_Problem requirements_
Pick out every line in the records below that contains the string "jersey", matching case exactly, and copy each of those lines.

_Dataset extract_
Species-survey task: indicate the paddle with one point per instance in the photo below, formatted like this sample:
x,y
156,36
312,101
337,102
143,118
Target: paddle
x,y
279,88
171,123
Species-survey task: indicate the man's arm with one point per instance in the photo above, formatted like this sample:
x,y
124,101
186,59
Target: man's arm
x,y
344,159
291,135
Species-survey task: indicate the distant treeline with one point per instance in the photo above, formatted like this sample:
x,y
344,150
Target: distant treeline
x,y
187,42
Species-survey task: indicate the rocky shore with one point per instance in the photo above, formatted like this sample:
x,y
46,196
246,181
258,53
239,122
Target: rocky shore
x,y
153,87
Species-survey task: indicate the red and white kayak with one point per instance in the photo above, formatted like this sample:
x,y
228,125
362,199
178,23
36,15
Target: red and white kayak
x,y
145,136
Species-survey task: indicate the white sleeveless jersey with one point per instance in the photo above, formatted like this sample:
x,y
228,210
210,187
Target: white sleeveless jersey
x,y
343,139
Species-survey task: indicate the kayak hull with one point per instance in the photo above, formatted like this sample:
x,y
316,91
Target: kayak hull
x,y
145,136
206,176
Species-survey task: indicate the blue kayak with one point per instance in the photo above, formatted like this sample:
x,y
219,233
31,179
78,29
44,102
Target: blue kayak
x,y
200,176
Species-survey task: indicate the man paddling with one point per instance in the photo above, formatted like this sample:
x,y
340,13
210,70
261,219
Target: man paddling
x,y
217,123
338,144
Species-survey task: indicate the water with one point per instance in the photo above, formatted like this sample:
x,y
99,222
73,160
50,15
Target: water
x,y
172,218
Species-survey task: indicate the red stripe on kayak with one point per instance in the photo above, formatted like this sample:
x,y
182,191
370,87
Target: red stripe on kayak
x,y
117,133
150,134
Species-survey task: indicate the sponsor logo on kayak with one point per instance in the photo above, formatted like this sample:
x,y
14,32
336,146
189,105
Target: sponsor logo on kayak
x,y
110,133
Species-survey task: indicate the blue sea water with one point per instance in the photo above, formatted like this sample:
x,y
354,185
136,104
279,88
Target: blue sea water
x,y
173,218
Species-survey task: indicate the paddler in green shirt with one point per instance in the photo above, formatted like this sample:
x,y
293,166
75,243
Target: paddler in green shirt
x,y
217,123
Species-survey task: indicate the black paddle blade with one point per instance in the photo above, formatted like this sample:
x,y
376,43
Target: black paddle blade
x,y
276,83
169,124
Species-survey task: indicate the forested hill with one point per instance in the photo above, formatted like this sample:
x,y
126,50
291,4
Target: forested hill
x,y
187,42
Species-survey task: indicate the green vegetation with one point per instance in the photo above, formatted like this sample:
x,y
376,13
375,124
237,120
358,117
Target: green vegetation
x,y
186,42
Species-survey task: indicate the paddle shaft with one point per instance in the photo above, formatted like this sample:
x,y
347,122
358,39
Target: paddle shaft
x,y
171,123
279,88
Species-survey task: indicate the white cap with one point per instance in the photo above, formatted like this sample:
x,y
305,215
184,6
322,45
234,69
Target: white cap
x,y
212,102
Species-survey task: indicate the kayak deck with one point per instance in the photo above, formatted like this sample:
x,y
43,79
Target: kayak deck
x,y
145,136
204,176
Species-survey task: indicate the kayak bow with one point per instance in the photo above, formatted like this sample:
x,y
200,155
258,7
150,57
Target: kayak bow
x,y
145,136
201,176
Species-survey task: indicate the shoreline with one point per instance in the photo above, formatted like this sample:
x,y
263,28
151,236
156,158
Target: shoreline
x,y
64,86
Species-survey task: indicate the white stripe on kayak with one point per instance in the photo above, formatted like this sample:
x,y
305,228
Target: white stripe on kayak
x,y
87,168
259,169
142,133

--

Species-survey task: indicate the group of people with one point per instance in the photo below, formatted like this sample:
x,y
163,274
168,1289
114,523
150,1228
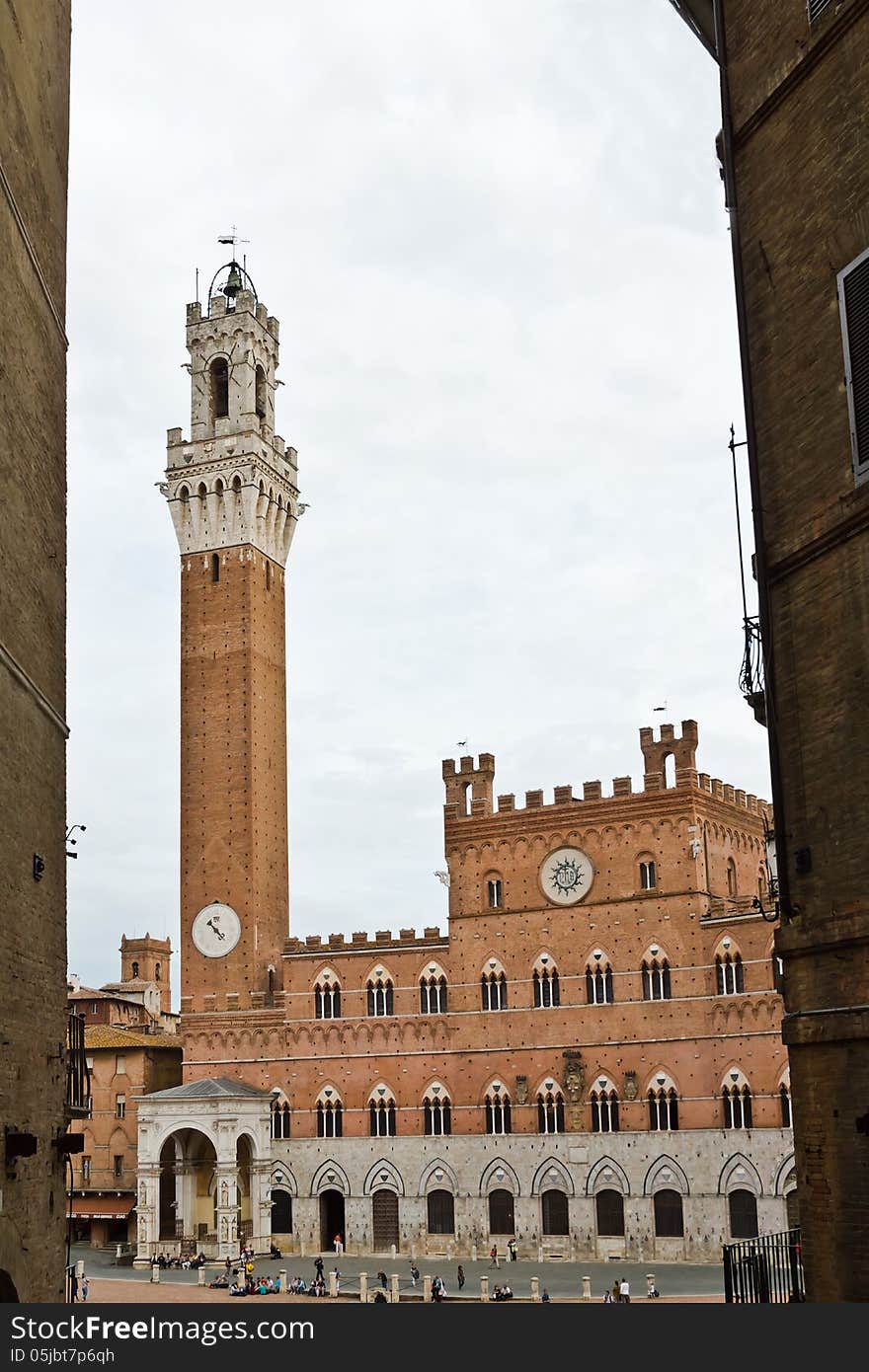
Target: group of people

_Completed exercise_
Species-survey task: indicate the white sleeveless jersey with one point per instance in the photo above, formatted like this sample:
Target: white sleeveless jersey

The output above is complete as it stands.